• **Extracted records**
_ _ _ _

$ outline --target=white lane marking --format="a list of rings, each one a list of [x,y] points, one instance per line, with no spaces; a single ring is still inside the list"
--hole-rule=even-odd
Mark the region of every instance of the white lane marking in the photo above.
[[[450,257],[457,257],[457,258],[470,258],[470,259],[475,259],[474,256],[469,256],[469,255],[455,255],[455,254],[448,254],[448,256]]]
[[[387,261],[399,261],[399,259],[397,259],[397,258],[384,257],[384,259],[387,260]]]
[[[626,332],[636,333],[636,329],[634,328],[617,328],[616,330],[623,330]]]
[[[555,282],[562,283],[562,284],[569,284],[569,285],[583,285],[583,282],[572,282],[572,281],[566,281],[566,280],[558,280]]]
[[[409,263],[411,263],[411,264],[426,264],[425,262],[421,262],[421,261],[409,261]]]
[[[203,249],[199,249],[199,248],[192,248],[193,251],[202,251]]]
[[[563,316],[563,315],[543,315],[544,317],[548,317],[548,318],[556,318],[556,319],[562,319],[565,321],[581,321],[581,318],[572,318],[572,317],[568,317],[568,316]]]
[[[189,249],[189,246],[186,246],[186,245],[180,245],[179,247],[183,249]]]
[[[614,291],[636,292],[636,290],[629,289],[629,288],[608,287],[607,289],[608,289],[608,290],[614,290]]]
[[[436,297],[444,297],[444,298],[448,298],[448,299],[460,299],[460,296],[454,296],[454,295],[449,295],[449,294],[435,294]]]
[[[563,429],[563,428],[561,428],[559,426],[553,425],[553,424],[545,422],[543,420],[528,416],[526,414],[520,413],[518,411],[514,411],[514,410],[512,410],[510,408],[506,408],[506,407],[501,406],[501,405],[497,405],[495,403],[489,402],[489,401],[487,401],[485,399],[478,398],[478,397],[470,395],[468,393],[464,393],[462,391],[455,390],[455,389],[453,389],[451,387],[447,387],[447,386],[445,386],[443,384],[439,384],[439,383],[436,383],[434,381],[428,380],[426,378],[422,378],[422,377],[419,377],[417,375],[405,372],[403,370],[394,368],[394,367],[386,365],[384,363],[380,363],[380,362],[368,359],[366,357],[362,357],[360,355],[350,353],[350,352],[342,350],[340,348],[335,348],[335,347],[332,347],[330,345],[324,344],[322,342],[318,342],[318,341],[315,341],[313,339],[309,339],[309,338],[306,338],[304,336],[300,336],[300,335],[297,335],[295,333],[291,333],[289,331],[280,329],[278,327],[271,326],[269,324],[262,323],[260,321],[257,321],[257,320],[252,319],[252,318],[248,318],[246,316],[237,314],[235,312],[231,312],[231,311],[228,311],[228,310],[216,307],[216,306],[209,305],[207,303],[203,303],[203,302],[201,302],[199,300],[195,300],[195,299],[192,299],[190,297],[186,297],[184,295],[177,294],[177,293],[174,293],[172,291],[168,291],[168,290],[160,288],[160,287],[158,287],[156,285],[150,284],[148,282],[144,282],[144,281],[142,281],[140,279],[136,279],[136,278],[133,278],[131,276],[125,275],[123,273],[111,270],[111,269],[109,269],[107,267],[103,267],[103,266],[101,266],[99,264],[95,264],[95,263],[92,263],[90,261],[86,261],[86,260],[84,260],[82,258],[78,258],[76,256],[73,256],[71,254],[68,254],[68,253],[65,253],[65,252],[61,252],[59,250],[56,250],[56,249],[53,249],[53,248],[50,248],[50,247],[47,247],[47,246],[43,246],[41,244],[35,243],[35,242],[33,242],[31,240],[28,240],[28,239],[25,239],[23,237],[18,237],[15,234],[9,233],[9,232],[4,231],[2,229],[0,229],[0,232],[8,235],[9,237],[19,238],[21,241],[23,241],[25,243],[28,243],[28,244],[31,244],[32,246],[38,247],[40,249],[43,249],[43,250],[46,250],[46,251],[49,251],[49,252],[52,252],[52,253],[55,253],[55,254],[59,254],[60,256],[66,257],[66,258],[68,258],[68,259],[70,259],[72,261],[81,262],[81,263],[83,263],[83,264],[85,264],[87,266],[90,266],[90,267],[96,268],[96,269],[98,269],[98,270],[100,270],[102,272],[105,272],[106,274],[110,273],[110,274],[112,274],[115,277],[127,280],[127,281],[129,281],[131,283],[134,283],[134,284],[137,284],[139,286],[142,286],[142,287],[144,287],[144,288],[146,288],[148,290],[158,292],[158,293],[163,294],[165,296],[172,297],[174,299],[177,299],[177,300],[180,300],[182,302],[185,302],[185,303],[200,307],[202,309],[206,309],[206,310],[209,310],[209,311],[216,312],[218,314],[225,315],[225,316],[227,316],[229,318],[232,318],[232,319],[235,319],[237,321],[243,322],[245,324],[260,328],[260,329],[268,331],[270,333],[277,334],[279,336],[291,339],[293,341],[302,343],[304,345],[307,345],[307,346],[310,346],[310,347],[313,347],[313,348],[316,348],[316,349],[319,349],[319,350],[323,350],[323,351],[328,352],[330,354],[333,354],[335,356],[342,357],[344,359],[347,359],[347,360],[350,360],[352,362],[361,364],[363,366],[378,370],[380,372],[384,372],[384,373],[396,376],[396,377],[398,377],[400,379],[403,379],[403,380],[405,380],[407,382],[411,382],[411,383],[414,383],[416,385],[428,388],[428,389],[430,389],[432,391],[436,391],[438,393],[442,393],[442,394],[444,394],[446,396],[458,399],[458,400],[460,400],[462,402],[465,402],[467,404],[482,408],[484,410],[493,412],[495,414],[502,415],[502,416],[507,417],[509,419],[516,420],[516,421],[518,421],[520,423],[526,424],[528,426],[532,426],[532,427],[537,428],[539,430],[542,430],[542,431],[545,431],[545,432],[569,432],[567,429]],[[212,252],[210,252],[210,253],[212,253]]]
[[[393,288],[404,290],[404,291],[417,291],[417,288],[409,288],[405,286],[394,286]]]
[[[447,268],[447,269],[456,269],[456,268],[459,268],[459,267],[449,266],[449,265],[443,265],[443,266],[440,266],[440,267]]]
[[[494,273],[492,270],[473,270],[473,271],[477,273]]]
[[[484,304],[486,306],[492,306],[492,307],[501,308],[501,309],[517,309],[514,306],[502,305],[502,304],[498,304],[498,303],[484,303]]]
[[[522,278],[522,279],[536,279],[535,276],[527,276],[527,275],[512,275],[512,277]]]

_ _ _ _

• **REQUIRED WORK**
For every line above in which the string "lane" appears, add one; please give the final count and nothing else.

• **FINISHED EXERCISE**
2